■ **Given data**:
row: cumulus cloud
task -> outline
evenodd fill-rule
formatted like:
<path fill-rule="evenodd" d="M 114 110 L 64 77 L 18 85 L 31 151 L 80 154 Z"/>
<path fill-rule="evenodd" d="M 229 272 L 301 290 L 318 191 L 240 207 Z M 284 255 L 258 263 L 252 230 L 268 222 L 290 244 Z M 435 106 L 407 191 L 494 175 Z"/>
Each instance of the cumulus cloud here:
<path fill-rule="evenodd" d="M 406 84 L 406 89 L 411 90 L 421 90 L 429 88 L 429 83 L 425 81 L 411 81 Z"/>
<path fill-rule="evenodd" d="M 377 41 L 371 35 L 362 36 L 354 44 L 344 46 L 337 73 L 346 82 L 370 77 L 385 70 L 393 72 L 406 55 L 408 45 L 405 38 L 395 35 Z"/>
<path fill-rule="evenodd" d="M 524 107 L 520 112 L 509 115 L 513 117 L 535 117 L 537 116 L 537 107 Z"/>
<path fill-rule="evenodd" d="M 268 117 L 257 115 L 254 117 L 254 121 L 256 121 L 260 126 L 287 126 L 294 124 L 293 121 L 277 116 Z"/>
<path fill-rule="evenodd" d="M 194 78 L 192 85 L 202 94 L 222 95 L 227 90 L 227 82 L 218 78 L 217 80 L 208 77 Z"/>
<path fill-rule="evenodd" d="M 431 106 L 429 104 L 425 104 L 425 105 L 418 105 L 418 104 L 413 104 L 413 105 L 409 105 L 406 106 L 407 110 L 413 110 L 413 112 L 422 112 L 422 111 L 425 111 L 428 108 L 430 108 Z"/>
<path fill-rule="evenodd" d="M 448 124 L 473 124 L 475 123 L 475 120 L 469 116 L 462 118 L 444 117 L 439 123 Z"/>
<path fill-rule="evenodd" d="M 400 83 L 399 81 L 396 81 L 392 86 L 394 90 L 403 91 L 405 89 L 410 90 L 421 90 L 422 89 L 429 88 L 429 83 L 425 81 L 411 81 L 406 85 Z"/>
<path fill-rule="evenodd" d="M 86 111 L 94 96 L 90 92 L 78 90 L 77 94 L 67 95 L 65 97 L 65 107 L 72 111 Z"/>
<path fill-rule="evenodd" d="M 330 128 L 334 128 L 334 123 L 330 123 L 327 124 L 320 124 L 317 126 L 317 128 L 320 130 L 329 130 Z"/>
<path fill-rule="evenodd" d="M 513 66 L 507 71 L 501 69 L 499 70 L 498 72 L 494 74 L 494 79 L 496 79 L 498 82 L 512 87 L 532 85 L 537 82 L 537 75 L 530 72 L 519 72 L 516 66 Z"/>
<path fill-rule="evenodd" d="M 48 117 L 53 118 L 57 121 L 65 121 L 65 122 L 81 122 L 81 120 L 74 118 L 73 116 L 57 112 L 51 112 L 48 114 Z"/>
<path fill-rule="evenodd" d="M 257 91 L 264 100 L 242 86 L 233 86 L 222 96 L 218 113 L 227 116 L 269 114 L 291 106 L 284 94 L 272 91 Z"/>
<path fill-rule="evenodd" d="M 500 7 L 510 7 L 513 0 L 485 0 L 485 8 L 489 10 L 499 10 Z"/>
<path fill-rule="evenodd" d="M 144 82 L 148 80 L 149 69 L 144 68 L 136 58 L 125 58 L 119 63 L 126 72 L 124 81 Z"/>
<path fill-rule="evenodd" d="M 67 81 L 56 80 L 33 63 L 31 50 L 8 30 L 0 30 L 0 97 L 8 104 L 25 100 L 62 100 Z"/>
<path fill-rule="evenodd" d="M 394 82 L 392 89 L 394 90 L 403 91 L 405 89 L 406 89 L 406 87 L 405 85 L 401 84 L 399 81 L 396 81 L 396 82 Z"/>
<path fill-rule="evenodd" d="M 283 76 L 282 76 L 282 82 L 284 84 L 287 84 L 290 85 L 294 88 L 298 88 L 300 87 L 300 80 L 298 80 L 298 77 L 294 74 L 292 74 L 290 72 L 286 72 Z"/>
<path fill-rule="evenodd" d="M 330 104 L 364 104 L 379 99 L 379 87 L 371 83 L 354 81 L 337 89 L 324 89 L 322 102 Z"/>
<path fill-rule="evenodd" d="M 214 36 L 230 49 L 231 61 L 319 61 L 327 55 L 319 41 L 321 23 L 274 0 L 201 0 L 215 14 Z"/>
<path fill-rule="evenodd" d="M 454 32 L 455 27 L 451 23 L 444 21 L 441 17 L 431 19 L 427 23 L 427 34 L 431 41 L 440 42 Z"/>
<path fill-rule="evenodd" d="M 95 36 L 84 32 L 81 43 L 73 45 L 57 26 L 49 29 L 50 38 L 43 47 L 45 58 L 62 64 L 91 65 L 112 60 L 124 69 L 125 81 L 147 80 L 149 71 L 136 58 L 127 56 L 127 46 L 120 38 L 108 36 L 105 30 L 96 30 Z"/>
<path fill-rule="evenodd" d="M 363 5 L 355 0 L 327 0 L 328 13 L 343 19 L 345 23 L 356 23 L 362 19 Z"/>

■ **Goal**:
Put every line of the listing above into a JSON list of strings, one string per line, and leave out any blank lines.

■ **Complete response**:
[
  "row: cumulus cloud",
  "task -> outline",
  "evenodd fill-rule",
  "formatted like:",
  "<path fill-rule=\"evenodd\" d=\"M 114 110 L 64 77 L 18 85 L 31 151 L 80 154 Z\"/>",
  "<path fill-rule=\"evenodd\" d=\"M 229 272 L 301 290 L 318 191 L 240 207 Z M 284 255 L 258 263 L 252 230 L 268 222 L 290 244 Z M 435 106 L 407 191 L 494 175 Z\"/>",
  "Each instance of the cumulus cloud here:",
  "<path fill-rule=\"evenodd\" d=\"M 406 84 L 406 89 L 411 90 L 421 90 L 429 88 L 429 83 L 425 81 L 411 81 Z\"/>",
  "<path fill-rule=\"evenodd\" d=\"M 377 41 L 371 35 L 362 36 L 354 44 L 344 46 L 337 73 L 346 82 L 370 77 L 385 70 L 393 72 L 406 55 L 408 45 L 405 38 L 395 35 Z\"/>",
  "<path fill-rule=\"evenodd\" d=\"M 524 107 L 520 112 L 509 115 L 513 117 L 535 117 L 537 116 L 537 107 Z\"/>",
  "<path fill-rule=\"evenodd\" d=\"M 268 117 L 257 115 L 254 117 L 254 121 L 256 121 L 260 126 L 287 126 L 294 124 L 293 121 L 277 116 Z\"/>",
  "<path fill-rule=\"evenodd\" d=\"M 194 78 L 192 85 L 202 94 L 222 95 L 227 90 L 227 82 L 218 78 L 217 80 L 208 77 Z\"/>",
  "<path fill-rule=\"evenodd\" d=\"M 431 106 L 429 104 L 425 104 L 425 105 L 418 105 L 418 104 L 413 104 L 413 105 L 409 105 L 406 106 L 407 110 L 413 110 L 413 112 L 422 112 L 422 111 L 425 111 L 428 108 L 430 108 Z\"/>",
  "<path fill-rule=\"evenodd\" d=\"M 448 124 L 473 124 L 475 123 L 475 120 L 469 116 L 462 118 L 444 117 L 439 123 Z\"/>",
  "<path fill-rule=\"evenodd\" d=\"M 400 83 L 399 81 L 396 81 L 392 86 L 394 90 L 403 91 L 405 89 L 410 90 L 421 90 L 422 89 L 429 88 L 429 83 L 425 81 L 411 81 L 406 85 Z\"/>",
  "<path fill-rule=\"evenodd\" d=\"M 86 111 L 94 96 L 90 92 L 78 90 L 77 94 L 67 95 L 65 97 L 65 107 L 72 111 Z\"/>",
  "<path fill-rule=\"evenodd\" d=\"M 330 128 L 334 128 L 334 123 L 330 123 L 327 124 L 320 124 L 317 126 L 317 128 L 320 130 L 329 130 Z\"/>",
  "<path fill-rule=\"evenodd\" d=\"M 513 66 L 507 71 L 501 69 L 499 70 L 498 72 L 494 74 L 494 79 L 496 79 L 498 82 L 512 87 L 532 85 L 537 82 L 537 75 L 530 72 L 519 72 L 516 66 Z\"/>",
  "<path fill-rule=\"evenodd\" d=\"M 48 117 L 53 118 L 57 121 L 65 121 L 65 122 L 81 122 L 81 120 L 74 118 L 73 116 L 57 112 L 51 112 L 48 114 Z\"/>",
  "<path fill-rule=\"evenodd\" d=\"M 257 91 L 264 100 L 242 86 L 233 86 L 222 96 L 218 113 L 227 116 L 269 114 L 291 106 L 284 94 L 272 91 Z\"/>",
  "<path fill-rule=\"evenodd\" d=\"M 500 7 L 510 7 L 513 0 L 485 0 L 485 8 L 489 10 L 499 10 Z\"/>",
  "<path fill-rule=\"evenodd\" d=\"M 144 82 L 148 80 L 149 69 L 144 68 L 136 58 L 125 58 L 119 63 L 126 72 L 124 81 Z\"/>",
  "<path fill-rule=\"evenodd\" d=\"M 67 81 L 56 80 L 33 63 L 31 50 L 8 30 L 0 30 L 0 97 L 8 104 L 25 100 L 62 100 Z\"/>",
  "<path fill-rule=\"evenodd\" d=\"M 394 82 L 392 89 L 394 90 L 403 91 L 405 89 L 406 89 L 406 87 L 405 85 L 401 84 L 399 81 L 396 81 L 396 82 Z\"/>",
  "<path fill-rule=\"evenodd\" d=\"M 283 76 L 282 76 L 282 82 L 284 84 L 287 84 L 290 85 L 294 88 L 298 88 L 300 87 L 300 80 L 298 80 L 298 77 L 294 74 L 292 74 L 290 72 L 286 72 Z\"/>",
  "<path fill-rule=\"evenodd\" d=\"M 330 104 L 364 104 L 379 99 L 379 87 L 371 83 L 354 81 L 337 89 L 324 89 L 322 102 Z\"/>",
  "<path fill-rule=\"evenodd\" d=\"M 214 36 L 230 49 L 231 61 L 319 61 L 327 55 L 319 41 L 321 23 L 274 0 L 201 0 L 215 14 Z\"/>",
  "<path fill-rule=\"evenodd\" d=\"M 454 32 L 455 27 L 451 23 L 444 21 L 441 17 L 431 19 L 427 23 L 427 34 L 431 41 L 440 42 Z\"/>",
  "<path fill-rule=\"evenodd\" d=\"M 95 36 L 84 32 L 81 43 L 73 45 L 57 26 L 49 29 L 50 38 L 43 47 L 45 58 L 62 64 L 91 65 L 112 60 L 124 69 L 125 81 L 147 80 L 149 71 L 136 58 L 127 56 L 127 46 L 120 38 L 108 36 L 105 30 L 96 30 Z\"/>",
  "<path fill-rule=\"evenodd\" d=\"M 363 5 L 355 0 L 327 0 L 328 13 L 343 19 L 345 23 L 356 23 L 362 19 Z\"/>"
]